[EXERCISE AIM]: Reproduce the stretch of the passage on tensoring algebras and their modules from "What is this, you" through "all left $A$-modules.".

[SOURCE TEXT]:
—————

What is this, you say? Well, one can naturally tensor algebras: given algebras $(A,m_A)$ and $(B,m_B)$, one declares that $(A,m_A)\otimes (B,m_B) = \bigl(A\otimes B, (m_A\otimes m_B) \circ (1\otimes \mathrm{flip} \otimes 1)\bigr)$. Given any algebra $A = (A,m)$, a left $A$-module is a vector space $V$ and a map $m : A\otimes V \to V$, such that $m\circ (1\otimes m) = m\circ (m\otimes 1)$ as maps $A\otimes A \otimes V \to V$. There is an obvious notion of homomorphism of left $A$-modules, and $A\text{-Mod}$ is the category of all left $A$-modules.

So, you say, we have a class of objects, and between any two objects $A$ and $B$ a category declared to be $\hom(A,B)$. That's not enough to define a 2-category! How do you compose 1-morphisms? This is a fair question, and I have a fair answer. Given $V \in \hom(A,B)$ and $W \in \hom(B,C)$, their composition $V\circ W = V\underset B \otimes W$ is defined as the quotient of $V \otimes W$ by the subspace spanned by elements of the form $m(v,b) \otimes w - v\otimes m(b,w)$ for $v\in V$, $w\in W$, and $b\in B$. Ah, you say, this is a good definition, and checking the rest is a reasonable exercise.

—————

[SUPPLIED DATA]:
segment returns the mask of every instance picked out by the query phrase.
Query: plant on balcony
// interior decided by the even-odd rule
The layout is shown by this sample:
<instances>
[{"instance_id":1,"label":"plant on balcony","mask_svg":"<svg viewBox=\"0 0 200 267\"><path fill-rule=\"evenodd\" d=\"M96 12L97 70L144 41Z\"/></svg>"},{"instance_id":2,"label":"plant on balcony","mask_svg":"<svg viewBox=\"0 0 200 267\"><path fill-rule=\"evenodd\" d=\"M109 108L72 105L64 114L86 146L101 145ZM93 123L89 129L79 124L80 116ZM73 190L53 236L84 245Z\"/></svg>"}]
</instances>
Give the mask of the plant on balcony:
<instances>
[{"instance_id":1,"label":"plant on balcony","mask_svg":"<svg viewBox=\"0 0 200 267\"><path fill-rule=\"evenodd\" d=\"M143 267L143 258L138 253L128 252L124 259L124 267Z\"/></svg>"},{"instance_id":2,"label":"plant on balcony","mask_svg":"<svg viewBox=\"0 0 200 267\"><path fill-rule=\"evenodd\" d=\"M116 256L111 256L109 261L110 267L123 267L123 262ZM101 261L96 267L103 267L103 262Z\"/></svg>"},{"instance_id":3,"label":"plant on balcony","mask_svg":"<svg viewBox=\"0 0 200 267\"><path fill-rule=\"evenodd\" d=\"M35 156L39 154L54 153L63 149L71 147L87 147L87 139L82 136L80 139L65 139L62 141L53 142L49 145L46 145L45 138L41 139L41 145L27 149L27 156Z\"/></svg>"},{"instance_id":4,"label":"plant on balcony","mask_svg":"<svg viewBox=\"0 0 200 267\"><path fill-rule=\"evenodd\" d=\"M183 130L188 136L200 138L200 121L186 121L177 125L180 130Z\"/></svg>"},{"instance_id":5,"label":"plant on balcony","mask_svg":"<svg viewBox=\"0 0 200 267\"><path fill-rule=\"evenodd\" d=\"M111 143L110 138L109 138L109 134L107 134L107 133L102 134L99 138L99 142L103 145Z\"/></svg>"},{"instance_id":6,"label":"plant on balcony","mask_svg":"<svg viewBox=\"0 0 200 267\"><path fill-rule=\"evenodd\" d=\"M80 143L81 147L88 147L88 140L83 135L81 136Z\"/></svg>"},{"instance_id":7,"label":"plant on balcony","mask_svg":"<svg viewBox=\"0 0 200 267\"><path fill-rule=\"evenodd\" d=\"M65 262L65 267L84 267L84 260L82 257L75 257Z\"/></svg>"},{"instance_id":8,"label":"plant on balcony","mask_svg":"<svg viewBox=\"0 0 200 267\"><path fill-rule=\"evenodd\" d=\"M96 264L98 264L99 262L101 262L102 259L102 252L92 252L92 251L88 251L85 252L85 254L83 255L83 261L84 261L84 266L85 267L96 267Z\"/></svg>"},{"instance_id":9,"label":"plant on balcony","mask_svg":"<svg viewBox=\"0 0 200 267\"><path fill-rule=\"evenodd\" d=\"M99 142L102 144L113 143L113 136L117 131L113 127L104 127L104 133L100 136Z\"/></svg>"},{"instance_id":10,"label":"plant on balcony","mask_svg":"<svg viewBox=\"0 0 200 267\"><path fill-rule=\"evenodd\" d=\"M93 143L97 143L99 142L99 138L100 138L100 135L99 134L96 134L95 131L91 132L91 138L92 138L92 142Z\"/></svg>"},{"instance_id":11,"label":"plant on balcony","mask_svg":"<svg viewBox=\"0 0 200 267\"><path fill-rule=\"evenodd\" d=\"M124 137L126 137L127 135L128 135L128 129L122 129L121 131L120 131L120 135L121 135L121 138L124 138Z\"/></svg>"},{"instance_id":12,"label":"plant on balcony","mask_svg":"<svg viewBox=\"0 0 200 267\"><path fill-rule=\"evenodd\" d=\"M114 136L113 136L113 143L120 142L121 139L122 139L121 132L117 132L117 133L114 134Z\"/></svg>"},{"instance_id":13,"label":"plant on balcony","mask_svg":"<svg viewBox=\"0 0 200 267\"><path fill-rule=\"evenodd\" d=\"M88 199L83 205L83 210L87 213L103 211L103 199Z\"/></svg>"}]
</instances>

—————

[FULL SOLUTION]:
What is this, you say? Well, one can naturally tensor algebras: given algebras $(A,m_A)$ and $(B,m_B)$, one declares that $(A,m_A)\otimes (B,m_B) = \bigl(A\otimes B, (m_A\otimes m_B) \circ (1\otimes \mathrm{flip} \otimes 1)\bigr)$. Given any algebra $A = (A,m)$, a left $A$-module is a vector space $V$ and a map $m : A\otimes V \to V$, such that $m\circ (1\otimes m) = m\circ (m\otimes 1)$ as maps $A\otimes A \otimes V \to V$. There is an obvious notion of homomorphism of left $A$-modules, and $A\text{-Mod}$ is the category of all left $A$-modules.